== WHAT IS BEING ASKED ==
Print the data again, exactly.

== MATERIAL FOR THIS EXERCISE ==
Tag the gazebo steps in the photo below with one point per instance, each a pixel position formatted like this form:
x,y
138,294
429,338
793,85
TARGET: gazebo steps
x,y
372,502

== TASK ANSWER ==
Tag the gazebo steps in the photo below with one point per instance, each a pixel position formatted like this form:
x,y
138,294
429,338
793,85
TARGET: gazebo steps
x,y
372,502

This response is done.